→ WORK INSTRUCTIONS
Copy out the items below word for word, starting with the line that contains "Task: Locate the woman's arm" and going on through the last line of the items.

→ RECORDS PROVIDED
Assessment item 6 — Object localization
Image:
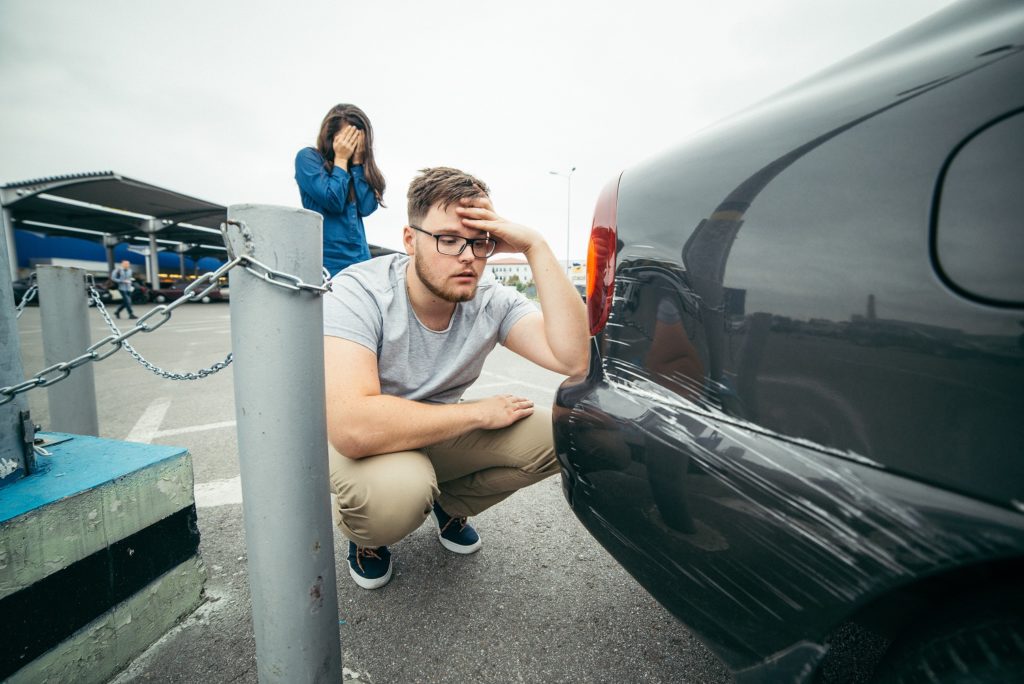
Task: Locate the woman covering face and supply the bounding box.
[295,104,384,275]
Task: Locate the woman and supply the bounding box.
[295,104,384,275]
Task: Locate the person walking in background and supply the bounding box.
[111,259,138,318]
[295,104,384,275]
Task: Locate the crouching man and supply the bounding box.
[324,167,590,589]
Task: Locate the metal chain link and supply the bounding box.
[0,219,332,405]
[14,271,39,320]
[220,218,332,296]
[89,273,234,380]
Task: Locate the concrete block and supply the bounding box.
[0,433,204,681]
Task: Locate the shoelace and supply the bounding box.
[355,546,381,572]
[441,517,469,535]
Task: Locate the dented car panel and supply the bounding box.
[554,2,1024,681]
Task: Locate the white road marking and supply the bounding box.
[196,475,242,508]
[153,421,234,438]
[125,397,171,444]
[473,371,556,392]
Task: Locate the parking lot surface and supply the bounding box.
[12,303,730,684]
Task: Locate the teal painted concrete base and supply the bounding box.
[0,433,205,682]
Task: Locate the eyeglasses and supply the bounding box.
[409,223,498,259]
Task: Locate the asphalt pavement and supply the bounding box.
[9,303,731,684]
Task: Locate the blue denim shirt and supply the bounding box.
[295,147,378,275]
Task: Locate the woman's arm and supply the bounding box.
[295,147,351,214]
[351,165,378,216]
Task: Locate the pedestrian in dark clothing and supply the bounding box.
[111,259,138,318]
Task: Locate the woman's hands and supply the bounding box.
[332,126,366,171]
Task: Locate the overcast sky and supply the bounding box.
[0,0,949,258]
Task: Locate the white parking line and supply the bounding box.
[153,421,234,438]
[473,371,555,392]
[125,397,171,444]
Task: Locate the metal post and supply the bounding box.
[565,171,575,274]
[0,207,20,282]
[0,224,32,482]
[36,265,99,436]
[548,166,575,280]
[146,232,160,290]
[227,205,342,684]
[103,232,121,280]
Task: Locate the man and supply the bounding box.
[111,259,138,318]
[324,167,590,589]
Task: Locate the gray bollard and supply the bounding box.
[36,265,99,436]
[0,220,33,484]
[227,205,342,684]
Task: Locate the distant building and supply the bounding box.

→ RESPONSE BELOW
Task: Locate the woman's arm and supply the bounding box.
[295,147,351,214]
[351,165,378,216]
Task: Locate the pedestrian in dark clothing and supply the bounding box.
[111,259,138,318]
Task: Locate the woman's hands and supply the bounding box.
[332,126,366,171]
Task: Locate the overcast sky and supply the bounding box.
[0,0,949,258]
Task: Locate the white parking line and supply the bounding box.
[153,421,234,438]
[473,371,555,392]
[125,397,171,444]
Task: Locate the metal post and supply the bounding box.
[565,171,575,274]
[0,207,20,282]
[0,224,32,482]
[36,265,99,436]
[548,166,575,280]
[146,232,160,290]
[227,205,342,684]
[103,232,121,280]
Task: Locate the man and supply the bounding box.
[111,259,138,318]
[324,167,590,589]
Task: Locate the gray bollard and supply the bounding box.
[36,265,99,436]
[0,220,33,484]
[227,205,342,684]
Task: Locate the distant building and supply the bounding box.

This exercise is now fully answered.